### WORK TO BE COMPLETED:
Leave out every picture, and output exactly the lines from the line containing "In the picture shown above, does any distant" through the last line of the data.

### LISTED ENTRIES:
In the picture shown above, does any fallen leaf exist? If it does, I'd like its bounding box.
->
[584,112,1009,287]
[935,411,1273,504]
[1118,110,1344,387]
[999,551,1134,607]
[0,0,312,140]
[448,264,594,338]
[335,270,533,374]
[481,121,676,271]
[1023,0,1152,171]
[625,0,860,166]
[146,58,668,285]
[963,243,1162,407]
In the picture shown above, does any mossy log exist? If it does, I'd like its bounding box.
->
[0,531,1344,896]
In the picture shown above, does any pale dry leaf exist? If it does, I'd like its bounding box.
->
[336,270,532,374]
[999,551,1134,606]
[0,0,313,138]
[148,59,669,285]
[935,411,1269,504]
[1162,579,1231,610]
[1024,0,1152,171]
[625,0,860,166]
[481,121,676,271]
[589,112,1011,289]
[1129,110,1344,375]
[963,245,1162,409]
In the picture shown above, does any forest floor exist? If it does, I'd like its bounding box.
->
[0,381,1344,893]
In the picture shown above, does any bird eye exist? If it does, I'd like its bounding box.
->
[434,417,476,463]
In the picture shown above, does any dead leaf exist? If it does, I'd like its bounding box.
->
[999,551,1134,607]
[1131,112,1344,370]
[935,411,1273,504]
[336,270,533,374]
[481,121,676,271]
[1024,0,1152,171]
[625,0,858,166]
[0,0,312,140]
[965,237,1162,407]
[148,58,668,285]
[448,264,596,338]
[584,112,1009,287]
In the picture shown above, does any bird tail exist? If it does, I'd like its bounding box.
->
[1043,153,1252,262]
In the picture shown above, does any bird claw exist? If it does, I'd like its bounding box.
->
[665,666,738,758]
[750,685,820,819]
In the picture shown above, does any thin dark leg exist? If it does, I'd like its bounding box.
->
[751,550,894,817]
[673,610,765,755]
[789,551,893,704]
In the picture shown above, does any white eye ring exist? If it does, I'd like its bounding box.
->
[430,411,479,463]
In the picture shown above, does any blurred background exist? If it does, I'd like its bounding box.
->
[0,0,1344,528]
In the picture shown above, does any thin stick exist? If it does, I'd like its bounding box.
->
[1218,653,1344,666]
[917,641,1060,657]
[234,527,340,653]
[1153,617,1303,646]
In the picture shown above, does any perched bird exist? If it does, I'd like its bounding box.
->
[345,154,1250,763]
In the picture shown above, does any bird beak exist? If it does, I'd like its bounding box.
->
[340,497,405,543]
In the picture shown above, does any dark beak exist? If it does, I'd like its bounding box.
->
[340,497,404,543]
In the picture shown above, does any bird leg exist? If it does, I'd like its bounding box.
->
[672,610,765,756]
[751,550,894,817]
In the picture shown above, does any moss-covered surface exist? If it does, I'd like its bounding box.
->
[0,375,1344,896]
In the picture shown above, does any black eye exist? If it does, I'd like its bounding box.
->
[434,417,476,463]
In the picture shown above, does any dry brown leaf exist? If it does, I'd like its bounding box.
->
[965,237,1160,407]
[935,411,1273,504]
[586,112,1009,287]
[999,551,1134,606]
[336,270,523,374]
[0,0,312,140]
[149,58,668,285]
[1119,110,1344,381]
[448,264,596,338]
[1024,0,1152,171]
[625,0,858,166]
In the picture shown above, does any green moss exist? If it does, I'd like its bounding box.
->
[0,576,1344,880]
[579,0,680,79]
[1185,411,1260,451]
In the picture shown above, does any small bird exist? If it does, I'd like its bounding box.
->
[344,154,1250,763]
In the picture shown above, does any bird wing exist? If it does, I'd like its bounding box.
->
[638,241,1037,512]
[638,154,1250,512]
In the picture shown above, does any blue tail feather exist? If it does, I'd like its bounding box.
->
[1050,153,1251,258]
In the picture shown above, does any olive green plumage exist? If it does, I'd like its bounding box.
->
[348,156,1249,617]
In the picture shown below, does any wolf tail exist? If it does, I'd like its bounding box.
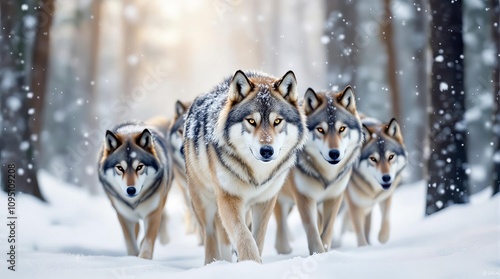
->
[146,116,171,137]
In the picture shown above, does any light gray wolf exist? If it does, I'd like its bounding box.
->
[275,86,363,255]
[167,100,203,244]
[98,122,172,259]
[342,117,408,246]
[184,70,307,263]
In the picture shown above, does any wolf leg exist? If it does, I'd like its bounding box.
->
[139,206,164,260]
[190,190,221,264]
[159,210,170,245]
[215,216,233,262]
[346,192,368,246]
[321,193,344,251]
[365,211,372,244]
[217,190,262,263]
[378,196,392,243]
[116,213,139,256]
[252,195,278,255]
[274,198,292,254]
[294,191,325,255]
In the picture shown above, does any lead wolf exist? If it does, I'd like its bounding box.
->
[184,71,307,263]
[98,122,172,259]
[275,86,363,254]
[342,118,407,246]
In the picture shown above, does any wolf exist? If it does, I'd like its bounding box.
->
[342,117,408,246]
[167,100,203,244]
[98,122,173,259]
[275,86,363,255]
[184,70,307,264]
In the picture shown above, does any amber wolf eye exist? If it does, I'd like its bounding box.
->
[247,118,255,126]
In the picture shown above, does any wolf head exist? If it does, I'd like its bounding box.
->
[303,86,362,164]
[217,71,305,162]
[359,118,407,190]
[101,129,160,198]
[168,101,191,170]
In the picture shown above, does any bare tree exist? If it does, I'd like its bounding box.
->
[491,0,500,195]
[324,0,359,87]
[410,0,430,183]
[425,0,469,215]
[380,0,403,119]
[0,0,54,200]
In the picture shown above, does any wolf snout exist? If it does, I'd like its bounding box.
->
[260,145,274,160]
[382,174,391,183]
[127,187,137,196]
[328,149,340,165]
[381,174,392,190]
[180,145,184,157]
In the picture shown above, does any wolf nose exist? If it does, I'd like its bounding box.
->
[260,145,274,159]
[127,187,135,196]
[382,174,391,182]
[328,149,340,160]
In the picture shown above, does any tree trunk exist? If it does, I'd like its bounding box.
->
[28,0,55,173]
[380,0,403,119]
[0,0,54,200]
[491,0,500,195]
[425,0,469,215]
[324,0,359,89]
[408,0,430,184]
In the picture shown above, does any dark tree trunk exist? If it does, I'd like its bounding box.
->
[325,0,359,88]
[425,0,469,215]
[380,0,403,119]
[0,0,54,200]
[491,0,500,195]
[28,0,55,171]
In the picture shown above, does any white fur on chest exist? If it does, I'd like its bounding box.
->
[217,163,291,207]
[293,170,350,203]
[111,194,161,222]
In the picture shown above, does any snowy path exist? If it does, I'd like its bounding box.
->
[0,173,500,279]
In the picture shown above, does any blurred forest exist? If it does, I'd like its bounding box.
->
[0,0,500,214]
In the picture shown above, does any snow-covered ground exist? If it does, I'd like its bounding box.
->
[0,172,500,279]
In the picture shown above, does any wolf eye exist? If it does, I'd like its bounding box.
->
[247,118,255,126]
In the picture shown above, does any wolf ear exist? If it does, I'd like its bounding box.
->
[385,118,403,143]
[303,88,320,115]
[229,70,253,102]
[104,130,122,151]
[274,71,299,102]
[362,124,372,142]
[136,129,153,149]
[175,100,188,118]
[338,85,356,113]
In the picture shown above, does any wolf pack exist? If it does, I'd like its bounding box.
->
[98,70,407,264]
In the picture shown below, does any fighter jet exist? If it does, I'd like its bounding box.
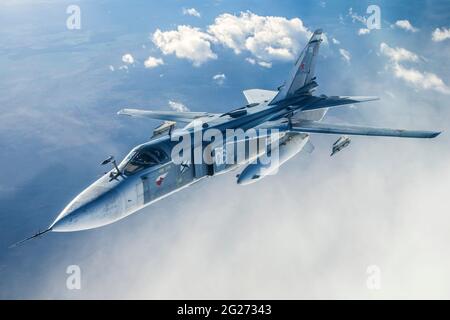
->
[11,30,440,245]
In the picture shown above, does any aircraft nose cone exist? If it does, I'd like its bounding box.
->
[50,182,124,232]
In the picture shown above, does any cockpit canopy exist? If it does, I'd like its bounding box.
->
[119,145,169,176]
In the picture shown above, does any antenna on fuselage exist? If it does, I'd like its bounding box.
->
[100,156,123,181]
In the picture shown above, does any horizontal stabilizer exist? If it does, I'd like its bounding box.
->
[302,96,380,111]
[242,89,278,104]
[291,121,440,138]
[117,109,216,122]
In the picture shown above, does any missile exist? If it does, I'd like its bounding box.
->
[330,136,351,157]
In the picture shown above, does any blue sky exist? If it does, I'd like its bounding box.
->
[0,0,450,298]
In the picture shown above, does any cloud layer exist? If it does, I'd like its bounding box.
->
[152,11,311,67]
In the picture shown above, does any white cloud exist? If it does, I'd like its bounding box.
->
[380,42,450,94]
[213,73,227,85]
[208,11,311,62]
[394,20,419,32]
[339,48,351,63]
[152,11,328,67]
[183,8,201,18]
[258,61,272,68]
[392,63,450,94]
[169,100,189,112]
[122,53,134,64]
[152,25,217,66]
[245,58,256,64]
[431,28,450,42]
[144,56,164,69]
[380,42,419,62]
[358,28,370,36]
[348,8,367,24]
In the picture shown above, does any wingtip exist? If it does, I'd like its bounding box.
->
[430,131,442,138]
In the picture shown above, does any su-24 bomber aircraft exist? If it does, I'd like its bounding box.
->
[15,29,440,245]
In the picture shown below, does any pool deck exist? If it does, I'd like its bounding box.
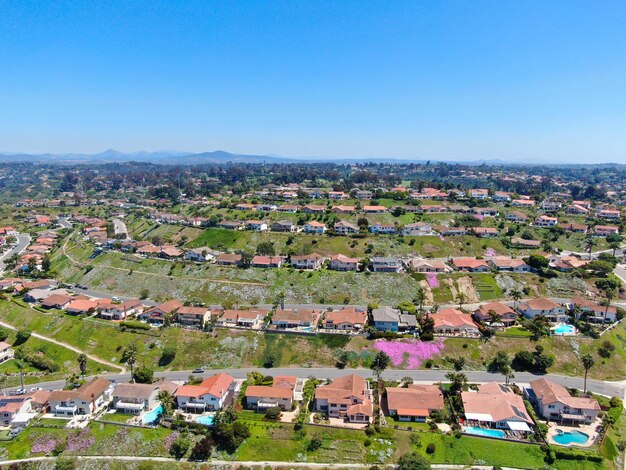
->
[547,419,602,447]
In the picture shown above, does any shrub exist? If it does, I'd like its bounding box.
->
[120,320,150,330]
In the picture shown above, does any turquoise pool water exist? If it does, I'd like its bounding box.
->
[143,405,163,424]
[552,429,589,445]
[194,415,215,426]
[552,325,576,335]
[464,426,504,439]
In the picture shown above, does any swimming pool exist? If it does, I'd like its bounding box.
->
[194,415,215,426]
[552,323,576,336]
[143,405,163,424]
[464,426,504,439]
[552,429,589,446]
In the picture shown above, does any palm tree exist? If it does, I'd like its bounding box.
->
[456,292,465,310]
[415,286,426,312]
[446,372,467,393]
[157,390,175,416]
[511,289,522,310]
[585,237,596,259]
[604,287,617,320]
[580,354,595,393]
[500,364,515,385]
[76,353,87,377]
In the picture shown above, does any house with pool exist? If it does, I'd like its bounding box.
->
[461,382,535,439]
[386,384,445,423]
[112,380,178,415]
[524,378,600,424]
[174,373,236,414]
[246,376,298,411]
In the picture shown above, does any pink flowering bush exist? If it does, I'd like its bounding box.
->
[163,431,180,452]
[67,428,95,452]
[426,273,439,289]
[374,339,444,369]
[30,435,59,454]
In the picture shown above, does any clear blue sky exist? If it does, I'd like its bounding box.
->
[0,0,626,163]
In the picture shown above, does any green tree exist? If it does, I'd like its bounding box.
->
[157,390,176,416]
[133,366,154,384]
[76,353,87,377]
[446,372,467,393]
[370,351,391,379]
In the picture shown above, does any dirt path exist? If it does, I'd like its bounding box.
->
[0,321,126,374]
[61,232,269,287]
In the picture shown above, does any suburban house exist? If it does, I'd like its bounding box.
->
[246,376,298,411]
[461,382,534,437]
[65,299,102,315]
[511,237,541,249]
[0,341,15,364]
[404,257,452,273]
[333,220,359,235]
[41,294,72,309]
[328,254,361,271]
[302,220,328,235]
[535,215,559,227]
[524,378,600,424]
[250,255,285,268]
[505,211,528,223]
[593,225,619,237]
[487,256,531,273]
[570,297,617,323]
[289,253,326,270]
[185,246,219,263]
[431,307,480,337]
[272,220,298,233]
[370,223,397,235]
[386,384,445,423]
[363,206,387,214]
[315,375,374,424]
[216,309,268,328]
[370,256,402,273]
[302,204,326,214]
[174,373,236,414]
[471,227,498,238]
[138,300,183,325]
[473,302,517,327]
[100,299,143,320]
[402,222,435,237]
[518,298,569,323]
[324,307,367,331]
[469,189,489,200]
[272,309,321,330]
[176,306,211,328]
[48,377,113,416]
[246,220,268,232]
[217,253,242,266]
[217,220,244,230]
[113,383,159,414]
[0,395,37,428]
[372,307,417,332]
[452,258,491,273]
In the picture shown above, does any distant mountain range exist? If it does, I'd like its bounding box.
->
[0,149,618,167]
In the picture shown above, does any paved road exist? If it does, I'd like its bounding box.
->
[66,287,158,307]
[0,233,30,275]
[0,321,126,373]
[7,367,626,398]
[58,217,72,228]
[113,219,128,235]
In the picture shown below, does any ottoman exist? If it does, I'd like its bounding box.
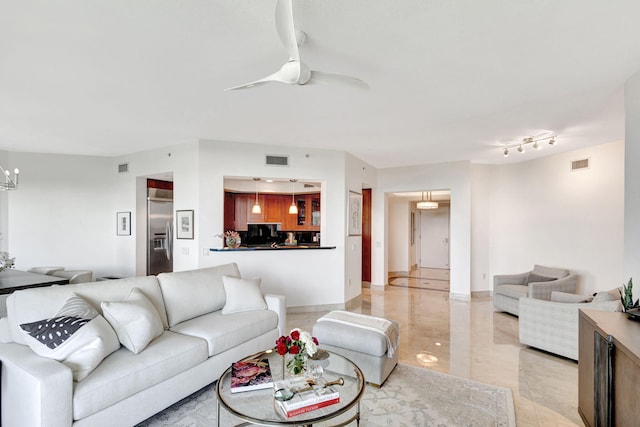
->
[313,310,400,387]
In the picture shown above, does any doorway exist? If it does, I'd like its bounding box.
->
[387,190,451,292]
[418,205,449,270]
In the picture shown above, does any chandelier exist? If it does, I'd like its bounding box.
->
[0,166,20,191]
[416,191,438,209]
[502,134,558,157]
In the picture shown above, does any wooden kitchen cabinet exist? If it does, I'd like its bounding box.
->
[233,194,250,231]
[296,193,320,231]
[224,192,320,231]
[224,192,236,231]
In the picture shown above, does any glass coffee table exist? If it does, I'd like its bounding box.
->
[216,351,365,427]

### ANSWER TO THIS PROBLEM:
In the picture shown above, does any distant mountain range exist? If it does, I'd like its bounding box.
->
[0,149,618,167]
In the picture shown above, does any paved road exist? If it does, I'd like its bounding box.
->
[66,287,158,307]
[0,233,30,275]
[0,321,126,373]
[7,367,626,398]
[58,217,72,228]
[113,219,128,235]
In the picture shown below, does any ottoman exist? If it does, I'd like its bounding box.
->
[313,310,400,387]
In the picture shown above, does any doorway exist? If it does, I'd like its bounding box.
->
[387,190,451,292]
[418,205,449,270]
In the picture shown above, does any chandelier exist? If it does, I'd like its bounding box.
->
[0,166,20,191]
[416,191,438,209]
[502,134,558,157]
In the picture shown above, does any wooden kitchen cabinet exist? If it does, I'd like its bounding box.
->
[233,194,250,231]
[296,193,320,231]
[224,192,320,231]
[224,192,236,231]
In the picture shown above, does any glass coffee table exist? If it does, I'd like its bounding box.
->
[216,351,365,427]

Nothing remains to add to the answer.